------ Texto proporcionado

En el estado separatista de Escazú, al igual que en todos los cantones de este país, hay un Juzgado Mixto, donde aterrizan pensiones, violencias domésticas y contravenciones de los pobladores para que un juez con vocación de psiquiatra o de mártir, le de la razón a alguna de las partes.
Escondido entre las montañas de la zona y a escasos 600 metros del Country, el Juzgado Mixto se afinca en lo que hace unos años debió ser un chozón y hoy, gracias al desarrollo indiscriminado de condominios en la barrio es tan solo una casa grande que en su época debió ser bonita, pero que no tiene piscina, direct tv, aire acondicionado, perro chineado ni portón eléctrico o alarma.
Estos juzgados siempre parecen un mercado. Llegan señoras con niños en brazos, a los que hay que cambiar, alimentar y chinear mientras se hace fila. Comparten a los gritos sus duras experiencias maritales, toques, tiros y volados de su trámite y no es raro que se pongan a llorar al escuchar la historia de la compañera de desgracia o al contarle a alguno de los funcionarios judiciales el motivo de la visita. Se saben mejor que un abogado los códigos, las opciones y los procesos. Palabras como medidas de protección, audiencia, apremio corporal o apelación les son familiares. Se reconocen entre ellas, se saludan, reclaman cuando demoran mucho en atenderlas, y en general, aportan un bullicioso ambiente a lo que de otra manera sería un sobrio recinto judicial.
El otro día, por encargo, fui al Juzgado de Escazú. Así, a lo discriminatorio, pensé que me encontraría la misma fauna. Y no me equivoqué. La misma fauna estaba. Pero entre todas ellas, escondidas, haciendo fila como todo el mundo, sin privilegios, esperando en las mismas bancas duras, estaban también las otras.
Esta crianza de comemierda me permite distinguir, a la distancia, la ropa cara. Y había. Y también joyas de esas que salen en revistas y manos producto de manicurista y zapatos que valen el salario mensual de una persona. Y afuera, carros del año, como de anuncio. Y las dueñas con anteojos gigantes, redondos, negros, versiones gallopintas de una muy digna Jackie Onassis, envueltas en un halo de perfume caro, en el mismo Juzgado que las señoras sencillas, que las nicaragüenses, que las empleadas.

------------

- _Tareas por realizar_
- a) Según el texto sobre el Juzgado Mixto de Escazú, ¿a qué distancia del Country se encuentra el juzgado?
- b) Extrae sin cambios, del texto sobre el Juzgado Mixto de Escazú, el fragmento que se abre con las palabras "El otro día, por" y se cierra con "que las empleadas.".

------ Datos proporcionados

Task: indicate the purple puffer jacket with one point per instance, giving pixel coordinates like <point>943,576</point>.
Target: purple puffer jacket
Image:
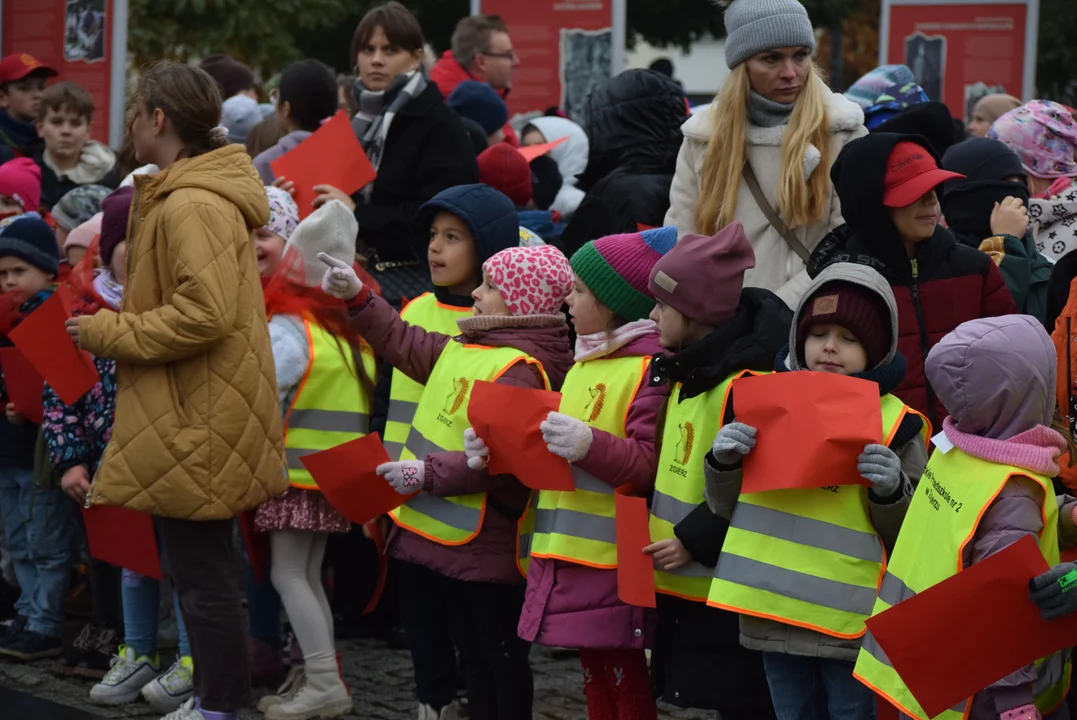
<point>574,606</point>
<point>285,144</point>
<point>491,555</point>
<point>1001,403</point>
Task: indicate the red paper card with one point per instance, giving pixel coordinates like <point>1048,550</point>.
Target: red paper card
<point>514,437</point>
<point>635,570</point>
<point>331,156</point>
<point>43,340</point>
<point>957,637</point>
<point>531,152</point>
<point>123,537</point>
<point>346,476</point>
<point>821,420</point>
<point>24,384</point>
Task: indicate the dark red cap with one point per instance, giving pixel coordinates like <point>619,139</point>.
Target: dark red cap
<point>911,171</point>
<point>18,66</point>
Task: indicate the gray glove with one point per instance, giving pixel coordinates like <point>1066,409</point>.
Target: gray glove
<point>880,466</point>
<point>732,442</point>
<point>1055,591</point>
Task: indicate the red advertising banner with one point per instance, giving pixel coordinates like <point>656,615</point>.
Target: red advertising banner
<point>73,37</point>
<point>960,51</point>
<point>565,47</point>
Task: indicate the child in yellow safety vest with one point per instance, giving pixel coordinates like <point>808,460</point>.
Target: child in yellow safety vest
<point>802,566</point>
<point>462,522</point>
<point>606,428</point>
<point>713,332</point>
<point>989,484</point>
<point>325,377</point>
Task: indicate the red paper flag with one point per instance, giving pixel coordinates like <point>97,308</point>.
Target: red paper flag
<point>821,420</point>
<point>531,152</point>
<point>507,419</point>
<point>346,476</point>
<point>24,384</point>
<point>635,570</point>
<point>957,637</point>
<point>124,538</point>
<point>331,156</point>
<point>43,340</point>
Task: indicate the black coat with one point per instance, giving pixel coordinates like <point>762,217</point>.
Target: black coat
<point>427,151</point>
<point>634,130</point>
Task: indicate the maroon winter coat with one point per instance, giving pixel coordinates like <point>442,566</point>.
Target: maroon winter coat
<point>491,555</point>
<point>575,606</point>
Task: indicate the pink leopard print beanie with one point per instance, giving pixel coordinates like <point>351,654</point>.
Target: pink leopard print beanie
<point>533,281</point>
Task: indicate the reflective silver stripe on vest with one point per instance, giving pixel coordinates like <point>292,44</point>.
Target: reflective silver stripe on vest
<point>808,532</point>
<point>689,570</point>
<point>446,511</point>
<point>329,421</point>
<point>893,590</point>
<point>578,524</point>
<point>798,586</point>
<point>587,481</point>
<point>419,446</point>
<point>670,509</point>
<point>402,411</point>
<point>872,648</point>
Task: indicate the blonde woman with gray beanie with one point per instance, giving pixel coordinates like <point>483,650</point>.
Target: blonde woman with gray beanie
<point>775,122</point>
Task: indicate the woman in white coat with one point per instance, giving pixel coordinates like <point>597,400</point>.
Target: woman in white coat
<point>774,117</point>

------------
------ Datos proporcionados

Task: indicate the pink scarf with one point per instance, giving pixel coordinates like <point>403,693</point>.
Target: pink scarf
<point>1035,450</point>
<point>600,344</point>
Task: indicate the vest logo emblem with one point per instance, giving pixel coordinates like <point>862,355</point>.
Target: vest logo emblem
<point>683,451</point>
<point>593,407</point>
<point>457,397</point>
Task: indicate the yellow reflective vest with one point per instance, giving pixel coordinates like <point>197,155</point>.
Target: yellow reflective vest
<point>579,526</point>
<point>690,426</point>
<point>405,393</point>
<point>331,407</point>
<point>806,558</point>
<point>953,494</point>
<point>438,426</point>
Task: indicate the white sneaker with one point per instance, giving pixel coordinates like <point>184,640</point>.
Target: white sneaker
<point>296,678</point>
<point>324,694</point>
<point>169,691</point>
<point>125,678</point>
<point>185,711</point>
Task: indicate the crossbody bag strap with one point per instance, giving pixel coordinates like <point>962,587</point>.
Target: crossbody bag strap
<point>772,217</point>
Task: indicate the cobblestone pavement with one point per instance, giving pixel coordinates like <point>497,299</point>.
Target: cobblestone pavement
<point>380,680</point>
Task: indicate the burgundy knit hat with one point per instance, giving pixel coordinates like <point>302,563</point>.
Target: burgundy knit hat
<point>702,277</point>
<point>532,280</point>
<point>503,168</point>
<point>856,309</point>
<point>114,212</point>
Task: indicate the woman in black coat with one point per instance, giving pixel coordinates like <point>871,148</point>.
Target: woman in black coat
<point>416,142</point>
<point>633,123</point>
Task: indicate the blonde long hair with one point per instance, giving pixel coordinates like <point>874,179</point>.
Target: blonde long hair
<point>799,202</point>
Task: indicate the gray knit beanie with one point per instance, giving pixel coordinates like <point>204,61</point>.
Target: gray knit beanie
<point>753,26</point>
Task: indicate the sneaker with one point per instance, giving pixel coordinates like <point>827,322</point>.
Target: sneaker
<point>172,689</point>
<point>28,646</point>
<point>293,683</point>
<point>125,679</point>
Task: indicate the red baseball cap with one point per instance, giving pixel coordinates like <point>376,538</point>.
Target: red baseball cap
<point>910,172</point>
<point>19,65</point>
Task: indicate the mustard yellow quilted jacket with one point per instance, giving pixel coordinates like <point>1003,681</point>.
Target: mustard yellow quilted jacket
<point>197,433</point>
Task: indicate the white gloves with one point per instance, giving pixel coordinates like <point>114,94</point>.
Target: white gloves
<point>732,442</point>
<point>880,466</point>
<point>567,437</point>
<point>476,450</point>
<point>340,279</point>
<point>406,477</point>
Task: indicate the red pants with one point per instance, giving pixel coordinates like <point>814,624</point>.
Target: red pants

------------

- _Soluciones propuestas_
- a) A escasos 600 metros.

- b)
El otro día, por encargo, fui al Juzgado de Escazú. Así, a lo discriminatorio, pensé que me encontraría la misma fauna. Y no me equivoqué. La misma fauna estaba. Pero entre todas ellas, escondidas, haciendo fila como todo el mundo, sin privilegios, esperando en las mismas bancas duras, estaban también las otras.
Esta crianza de comemierda me permite distinguir, a la distancia, la ropa cara. Y había. Y también joyas de esas que salen en revistas y manos producto de manicurista y zapatos que valen el salario mensual de una persona. Y afuera, carros del año, como de anuncio. Y las dueñas con anteojos gigantes, redondos, negros, versiones gallopintas de una muy digna Jackie Onassis, envueltas en un halo de perfume caro, en el mismo Juzgado que las señoras sencillas, que las nicaragüenses, que las empleadas.